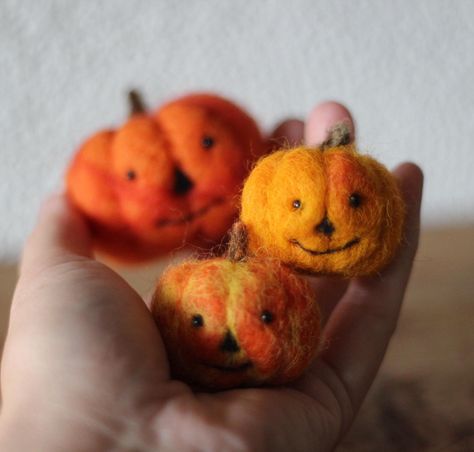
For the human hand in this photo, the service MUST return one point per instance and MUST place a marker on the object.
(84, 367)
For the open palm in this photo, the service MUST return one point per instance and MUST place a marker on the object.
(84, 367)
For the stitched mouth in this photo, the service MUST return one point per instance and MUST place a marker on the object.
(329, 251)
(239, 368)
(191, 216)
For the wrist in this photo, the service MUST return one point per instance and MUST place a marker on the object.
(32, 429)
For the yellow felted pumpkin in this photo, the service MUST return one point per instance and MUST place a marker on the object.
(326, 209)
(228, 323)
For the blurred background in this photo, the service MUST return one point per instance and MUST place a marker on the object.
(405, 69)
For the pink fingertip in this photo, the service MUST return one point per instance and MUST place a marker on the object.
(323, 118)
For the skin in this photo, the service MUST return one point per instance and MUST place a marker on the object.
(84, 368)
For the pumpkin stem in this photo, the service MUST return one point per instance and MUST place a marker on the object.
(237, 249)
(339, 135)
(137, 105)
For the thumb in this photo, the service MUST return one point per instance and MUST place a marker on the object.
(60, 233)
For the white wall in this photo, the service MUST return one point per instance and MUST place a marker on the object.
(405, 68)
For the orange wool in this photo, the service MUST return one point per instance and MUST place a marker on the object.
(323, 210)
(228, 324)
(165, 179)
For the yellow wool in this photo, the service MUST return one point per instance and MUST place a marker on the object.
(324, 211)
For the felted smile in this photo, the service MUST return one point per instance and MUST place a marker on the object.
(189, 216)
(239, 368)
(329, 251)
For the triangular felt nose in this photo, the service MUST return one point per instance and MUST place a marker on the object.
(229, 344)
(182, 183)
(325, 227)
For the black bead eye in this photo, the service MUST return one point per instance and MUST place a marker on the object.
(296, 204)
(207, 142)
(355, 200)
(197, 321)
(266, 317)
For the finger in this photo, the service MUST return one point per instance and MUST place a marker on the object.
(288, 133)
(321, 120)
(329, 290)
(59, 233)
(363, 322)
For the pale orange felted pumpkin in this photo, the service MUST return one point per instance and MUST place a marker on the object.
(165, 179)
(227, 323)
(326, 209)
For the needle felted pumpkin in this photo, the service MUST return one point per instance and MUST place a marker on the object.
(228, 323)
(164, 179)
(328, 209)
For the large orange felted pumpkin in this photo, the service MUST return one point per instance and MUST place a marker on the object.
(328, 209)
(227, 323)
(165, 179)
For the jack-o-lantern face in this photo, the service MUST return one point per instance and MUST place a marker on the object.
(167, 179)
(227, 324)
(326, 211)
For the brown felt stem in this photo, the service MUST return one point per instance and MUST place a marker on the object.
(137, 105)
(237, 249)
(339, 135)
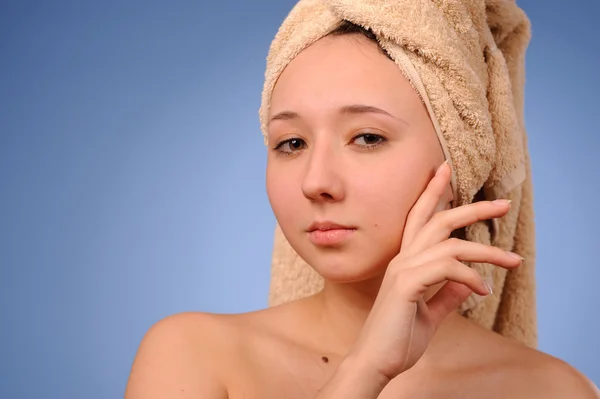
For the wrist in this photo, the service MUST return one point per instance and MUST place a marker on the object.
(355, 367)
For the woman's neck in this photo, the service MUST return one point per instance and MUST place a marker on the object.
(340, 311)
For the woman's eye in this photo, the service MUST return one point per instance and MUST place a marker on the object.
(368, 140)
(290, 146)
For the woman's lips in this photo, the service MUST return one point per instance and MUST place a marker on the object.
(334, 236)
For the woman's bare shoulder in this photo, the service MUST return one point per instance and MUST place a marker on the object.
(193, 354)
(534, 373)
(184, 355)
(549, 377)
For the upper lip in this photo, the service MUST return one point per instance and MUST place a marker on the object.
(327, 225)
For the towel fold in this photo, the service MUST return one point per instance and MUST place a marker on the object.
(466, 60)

———

--- WHAT YOU WILL DO ---
Update the items starting at the line that contains "For the woman's lips" and ending at the end of the items, replacing "service" with "system" and leaving everything else unchanged.

--- TASK OUTPUT ---
For the woman's lips in this photo, the system MUST return one point per instance and MUST place a marker on the object.
(334, 236)
For the woman's bare shoulder in this photo, the system MUST return one point per instance and MUST place a marker on the object.
(193, 354)
(534, 373)
(184, 355)
(549, 377)
For the upper lip in this photo, the system MUST return one point per instance and MUST place a marker on the object.
(327, 225)
For the towel fold in this photo, the system MUST return one point per instance and MUST place a marker on the object.
(466, 60)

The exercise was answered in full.